Parts of the exercise -
A – List the field names that appear in the header block of the Mesos bug report.
B – Continue the Mesos bug report from the point where it stops.

Provided passage -

>>>>>

You are viewing a plain text version of this content. The canonical link for it is here.
Posted to issues@mesos.apache.org by "Chengwei Yang (JIRA)" <ji...@apache.org> on 2014/09/17 03:17:34 UTC

[jira] [Created] (MESOS-1804) the "store" component cause on-top framework (chronos) crash

Chengwei Yang created MESOS-1804:
------------------------------------

             Summary: the "store" component cause on-top framework (chronos) crash
                 Key: MESOS-1804
                 URL: https://issues.apache.org/jira/browse/MESOS-1804
             Project: Mesos
          Issue Type: Bug
         Environment: mesos-0.19.0
            Reporter: Chengwei Yang
            Assignee: Chengwei Yang


chronos running with mesos-0.19.0 may crash like below.

{code}
[2014-09-05 15:21:36,095] INFO State J_chronos_job_34 does not exist yet. Adding to state (com.airbnb.scheduler.state.MesosStatePersistenceStore:146)

<<<<<

Recorded data -
>>>>>

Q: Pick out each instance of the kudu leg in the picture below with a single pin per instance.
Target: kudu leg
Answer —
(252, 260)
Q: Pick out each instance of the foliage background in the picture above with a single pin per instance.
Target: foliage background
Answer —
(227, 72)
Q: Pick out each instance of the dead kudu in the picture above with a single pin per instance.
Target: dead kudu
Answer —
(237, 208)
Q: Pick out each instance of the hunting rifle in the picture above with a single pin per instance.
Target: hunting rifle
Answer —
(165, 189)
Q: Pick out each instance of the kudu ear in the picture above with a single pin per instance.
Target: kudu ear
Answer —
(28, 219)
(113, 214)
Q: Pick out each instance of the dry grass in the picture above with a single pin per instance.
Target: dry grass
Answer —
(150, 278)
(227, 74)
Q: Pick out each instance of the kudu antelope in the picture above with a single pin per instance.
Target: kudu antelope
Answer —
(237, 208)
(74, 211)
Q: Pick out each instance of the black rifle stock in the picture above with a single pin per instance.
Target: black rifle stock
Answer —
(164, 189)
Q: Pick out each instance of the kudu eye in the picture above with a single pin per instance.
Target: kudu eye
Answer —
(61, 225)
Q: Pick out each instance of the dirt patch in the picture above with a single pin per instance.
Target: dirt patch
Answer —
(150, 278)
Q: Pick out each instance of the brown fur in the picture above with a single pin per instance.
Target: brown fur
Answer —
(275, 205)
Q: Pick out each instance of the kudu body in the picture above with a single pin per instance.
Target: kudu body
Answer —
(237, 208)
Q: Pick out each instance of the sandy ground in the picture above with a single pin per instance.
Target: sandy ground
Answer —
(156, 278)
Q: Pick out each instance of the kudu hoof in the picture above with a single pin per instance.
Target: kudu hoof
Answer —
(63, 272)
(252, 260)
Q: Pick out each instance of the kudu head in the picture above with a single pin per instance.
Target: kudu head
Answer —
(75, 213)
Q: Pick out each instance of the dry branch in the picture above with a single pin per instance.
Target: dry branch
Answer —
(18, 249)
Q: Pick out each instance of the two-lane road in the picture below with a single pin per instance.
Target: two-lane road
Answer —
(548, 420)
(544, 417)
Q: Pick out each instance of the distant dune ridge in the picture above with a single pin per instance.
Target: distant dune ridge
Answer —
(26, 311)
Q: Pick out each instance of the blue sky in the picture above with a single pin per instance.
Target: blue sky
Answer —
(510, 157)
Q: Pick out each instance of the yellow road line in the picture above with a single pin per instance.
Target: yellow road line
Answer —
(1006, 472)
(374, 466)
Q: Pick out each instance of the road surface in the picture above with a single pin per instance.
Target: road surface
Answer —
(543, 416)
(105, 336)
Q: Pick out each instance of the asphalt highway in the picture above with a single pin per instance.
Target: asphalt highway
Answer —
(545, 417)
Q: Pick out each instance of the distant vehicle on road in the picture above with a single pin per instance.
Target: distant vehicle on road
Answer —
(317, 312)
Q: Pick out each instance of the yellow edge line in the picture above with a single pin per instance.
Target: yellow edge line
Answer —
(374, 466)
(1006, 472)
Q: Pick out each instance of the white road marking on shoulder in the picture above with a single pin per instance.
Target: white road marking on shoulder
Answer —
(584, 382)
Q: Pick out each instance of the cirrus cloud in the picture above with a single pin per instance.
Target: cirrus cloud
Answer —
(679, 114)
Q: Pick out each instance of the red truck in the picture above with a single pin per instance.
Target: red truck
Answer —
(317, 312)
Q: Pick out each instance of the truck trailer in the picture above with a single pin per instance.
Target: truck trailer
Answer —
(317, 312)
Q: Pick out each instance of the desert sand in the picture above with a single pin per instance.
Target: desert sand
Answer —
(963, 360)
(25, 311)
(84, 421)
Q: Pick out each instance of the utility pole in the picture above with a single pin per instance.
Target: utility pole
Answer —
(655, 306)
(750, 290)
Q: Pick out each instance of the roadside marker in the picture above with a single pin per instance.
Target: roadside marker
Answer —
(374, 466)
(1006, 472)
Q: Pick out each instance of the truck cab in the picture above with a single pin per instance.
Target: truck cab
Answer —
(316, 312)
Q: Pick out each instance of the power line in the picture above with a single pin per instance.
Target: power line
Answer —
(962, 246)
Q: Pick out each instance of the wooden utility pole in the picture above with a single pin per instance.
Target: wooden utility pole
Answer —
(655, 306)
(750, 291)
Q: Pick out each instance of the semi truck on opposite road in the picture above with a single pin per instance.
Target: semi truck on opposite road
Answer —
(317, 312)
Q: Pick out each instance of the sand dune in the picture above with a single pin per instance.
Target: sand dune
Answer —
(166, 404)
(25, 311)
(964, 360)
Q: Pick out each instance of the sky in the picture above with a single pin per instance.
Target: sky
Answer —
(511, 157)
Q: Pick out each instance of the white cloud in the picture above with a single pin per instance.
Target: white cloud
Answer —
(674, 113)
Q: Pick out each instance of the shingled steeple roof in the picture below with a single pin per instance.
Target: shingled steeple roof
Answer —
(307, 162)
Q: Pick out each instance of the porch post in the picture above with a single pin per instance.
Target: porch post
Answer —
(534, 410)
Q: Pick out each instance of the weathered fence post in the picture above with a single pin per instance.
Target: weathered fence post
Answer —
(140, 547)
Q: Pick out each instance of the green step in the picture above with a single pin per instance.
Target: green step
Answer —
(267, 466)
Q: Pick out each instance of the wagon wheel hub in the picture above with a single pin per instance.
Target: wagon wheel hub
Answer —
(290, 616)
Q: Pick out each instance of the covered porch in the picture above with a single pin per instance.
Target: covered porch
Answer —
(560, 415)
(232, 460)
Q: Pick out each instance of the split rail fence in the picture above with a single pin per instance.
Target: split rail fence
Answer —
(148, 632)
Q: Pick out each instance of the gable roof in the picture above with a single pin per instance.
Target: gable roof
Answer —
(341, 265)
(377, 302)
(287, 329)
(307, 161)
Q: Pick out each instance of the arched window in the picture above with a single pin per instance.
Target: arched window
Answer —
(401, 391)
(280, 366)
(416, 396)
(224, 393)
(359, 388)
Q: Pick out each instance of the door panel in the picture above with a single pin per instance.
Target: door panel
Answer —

<<<<<

Answer set -
A – Summary, Key, URL, Project, Issue Type, Environment, Reporter, Assignee

B –
F0905 15:21:36.175230 27727 org_apache_mesos_state_AbstractState.cpp:319] Check failed: future->isReady()
*** Check failure stack trace: ***
@ 0x7f4f1ecb199d google::LogMessage::Fail()
@ 0x7f4f1ecb59b7 google::LogMessage::SendToLog()
@ 0x7f4f1ecb3839 google::LogMessage::Flush()
@ 0x7f4f1ecb3b3d google::LogMessageFatal::~LogMessageFatal()
@ 0x7f4f1ec2ef90 Java_org_apache_mesos_state_AbstractState__1_1store_1get
@ 0x7f4f18293d45 (unknown)
Aborted (core dumped)
{code}

The related code snippet as below:
{code}
$ sed -ne '311,334p' src/java/jni/org_apache_mesos_state_AbstractState.cpp
JNIEXPORT jobject JNICALL Java_org_apache_mesos_state_AbstractState__1_1store_1get
  (JNIEnv* env, jobject thiz, jlong jfuture)
{
  Future<Option<Variable> >* future = (Future<Option<Variable> >*) jfuture;

  future->await();

  if (future->isFailed()) {
    jclass clazz = env->FindClass("java/util/concurrent/ExecutionException");
    env->ThrowNew(clazz, future->failure().c_str());
    return NULL;
  } else if (future->isDiscarded()) {
    // TODO(benh): Consider throwing an ExecutionException since we
    // never return true for 'isCancelled'.
    jclass clazz = env->FindClass("java/util/concurrent/CancellationException");
    env->ThrowNew(clazz, "Future was discarded");
    return NULL;
  }

  CHECK_READY(*future);

  if (future->get().isSome()) {
    Variable* variable = new Variable(future->get().get());
{code}

The root cause seems that CHECK_READY(*future) failed and crashed chronos.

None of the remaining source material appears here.